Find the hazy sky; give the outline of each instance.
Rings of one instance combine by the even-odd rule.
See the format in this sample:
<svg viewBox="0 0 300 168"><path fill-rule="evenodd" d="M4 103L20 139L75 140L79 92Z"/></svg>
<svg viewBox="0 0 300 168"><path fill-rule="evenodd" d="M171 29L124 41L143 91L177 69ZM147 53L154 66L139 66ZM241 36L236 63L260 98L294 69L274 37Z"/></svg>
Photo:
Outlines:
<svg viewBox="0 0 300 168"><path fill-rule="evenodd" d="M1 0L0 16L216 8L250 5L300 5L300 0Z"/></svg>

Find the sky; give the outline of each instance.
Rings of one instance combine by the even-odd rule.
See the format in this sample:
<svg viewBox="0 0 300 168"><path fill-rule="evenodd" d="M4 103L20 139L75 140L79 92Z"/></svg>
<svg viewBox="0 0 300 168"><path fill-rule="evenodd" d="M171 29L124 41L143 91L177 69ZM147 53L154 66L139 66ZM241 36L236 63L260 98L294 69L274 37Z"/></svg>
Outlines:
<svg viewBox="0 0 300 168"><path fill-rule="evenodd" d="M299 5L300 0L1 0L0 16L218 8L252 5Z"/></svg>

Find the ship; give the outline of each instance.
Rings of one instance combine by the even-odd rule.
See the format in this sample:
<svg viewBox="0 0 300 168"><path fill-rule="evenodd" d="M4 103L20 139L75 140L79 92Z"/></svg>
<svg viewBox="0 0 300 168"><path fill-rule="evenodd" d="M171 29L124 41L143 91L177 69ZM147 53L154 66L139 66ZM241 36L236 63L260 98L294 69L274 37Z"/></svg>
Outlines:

*Exercise*. Convert the data above into a Markdown table with the columns Row and Text, giving each non-blank line its own numbered row and leaving out blank lines.

*Task response*.
| Row | Text |
|---|---|
| 1 | Find the hazy sky; give the outline of each instance. |
| 2 | Rings of one instance combine by the even-odd rule. |
| 3 | See the format in this sample: |
| 4 | <svg viewBox="0 0 300 168"><path fill-rule="evenodd" d="M4 103L20 139L75 140L79 92Z"/></svg> |
| 5 | <svg viewBox="0 0 300 168"><path fill-rule="evenodd" d="M171 29L124 41L143 91L177 69ZM147 53L154 66L139 66ZM241 36L236 63L260 98L294 69L274 37Z"/></svg> |
| 6 | Photo: |
| 7 | Outlines: |
| 8 | <svg viewBox="0 0 300 168"><path fill-rule="evenodd" d="M1 0L0 16L216 8L250 5L300 5L300 0Z"/></svg> |
| 9 | Find the sky; give the outline of each instance. |
| 10 | Rings of one instance combine by the even-odd rule. |
| 11 | See the format in this sample: |
| 12 | <svg viewBox="0 0 300 168"><path fill-rule="evenodd" d="M4 103L20 139L75 140L79 92Z"/></svg> |
| 13 | <svg viewBox="0 0 300 168"><path fill-rule="evenodd" d="M171 29L124 41L143 91L177 69ZM147 53L154 66L139 66ZM241 36L236 63L260 98L294 69L274 37Z"/></svg> |
| 14 | Outlines: |
| 15 | <svg viewBox="0 0 300 168"><path fill-rule="evenodd" d="M299 5L300 0L1 0L0 16L218 8L252 5Z"/></svg> |
| 16 | Find the ship; give the outline of each instance. |
| 17 | Rings of one instance combine by the even-odd rule. |
| 18 | See the format in this sample: |
| 19 | <svg viewBox="0 0 300 168"><path fill-rule="evenodd" d="M4 103L20 139L75 140L79 92Z"/></svg> |
| 20 | <svg viewBox="0 0 300 168"><path fill-rule="evenodd" d="M171 29L124 41L143 91L177 69ZM147 53L154 66L139 66ZM241 36L236 63L260 98L294 69L274 37Z"/></svg> |
| 21 | Outlines: |